Data section -
============================================================
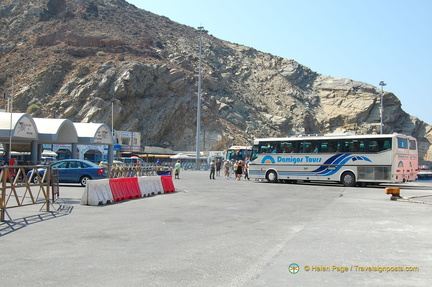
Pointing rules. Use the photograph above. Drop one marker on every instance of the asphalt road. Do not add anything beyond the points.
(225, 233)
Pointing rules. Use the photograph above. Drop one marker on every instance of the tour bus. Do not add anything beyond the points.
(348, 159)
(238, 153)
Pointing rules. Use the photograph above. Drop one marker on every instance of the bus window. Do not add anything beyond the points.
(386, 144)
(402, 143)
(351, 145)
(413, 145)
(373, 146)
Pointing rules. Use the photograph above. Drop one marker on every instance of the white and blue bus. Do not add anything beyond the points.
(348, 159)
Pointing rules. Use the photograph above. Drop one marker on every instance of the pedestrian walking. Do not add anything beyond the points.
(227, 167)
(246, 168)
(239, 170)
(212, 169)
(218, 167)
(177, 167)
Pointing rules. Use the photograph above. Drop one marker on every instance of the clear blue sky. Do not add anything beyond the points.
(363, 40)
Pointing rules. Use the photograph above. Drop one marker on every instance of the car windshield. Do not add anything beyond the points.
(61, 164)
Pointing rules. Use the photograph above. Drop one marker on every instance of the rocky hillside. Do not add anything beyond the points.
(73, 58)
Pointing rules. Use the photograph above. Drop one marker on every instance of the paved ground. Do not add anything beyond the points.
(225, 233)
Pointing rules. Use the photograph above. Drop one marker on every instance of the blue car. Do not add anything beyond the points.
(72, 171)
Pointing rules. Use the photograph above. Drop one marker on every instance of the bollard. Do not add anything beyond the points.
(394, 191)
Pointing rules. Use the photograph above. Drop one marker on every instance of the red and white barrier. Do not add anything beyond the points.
============================================================
What is expected - Everything in the entries except the images must be copied exactly.

Response to the task -
Pointing rules. Use the photograph above. Drop one marker on every instance of the asphalt road. Do not add anything beyond the points.
(225, 233)
Pointing rules. Use the photograph above. Drop one marker on every instance of the tour bus. Do not add anything beyond the points.
(348, 159)
(238, 153)
Pointing rules. Use the photograph above. Drop one marker on every instance of the bus window. Do not add anything beyond the points.
(386, 144)
(402, 143)
(351, 145)
(413, 145)
(373, 146)
Pointing rules. Use the photograph above. Drop one marker on every instance of the white and blue bus. Do not add anything beyond the points.
(348, 159)
Pointing rules. Use the photograph above. Drop one marker on every instance of the pedestrian walking. Do not add anything beyond the points.
(227, 167)
(246, 168)
(239, 170)
(212, 169)
(218, 167)
(177, 167)
Pointing rules. Use the photograph above. Drop one marker on every instance of the clear blue sky. Do not add anything beyond the points.
(363, 40)
Pointing rules. Use the photograph above. Drop one marker on every instance of the car windshield. Do not add anything beyond the points.
(61, 164)
Pointing rules. Use the photograph above. Drop one marker on every instance of the rocky hillside. Do not add anything beyond the points.
(73, 58)
Pointing rules. Use the photograph above. Drop one marker on every instance of the paved ground. Do not add anything beyond the points.
(225, 233)
Pointing rules. Use the photograph above. Drop one marker on every instance of the blue car. Do not add anything beyond the points.
(72, 171)
Pointing rules. Use the photograph above. Drop one marker on every instance of the bollard. Do not add anything beyond the points.
(394, 191)
Pointing rules. Use the photograph above. Drop one marker on every instance of the red and white barrier. Do not add anything beyond the points.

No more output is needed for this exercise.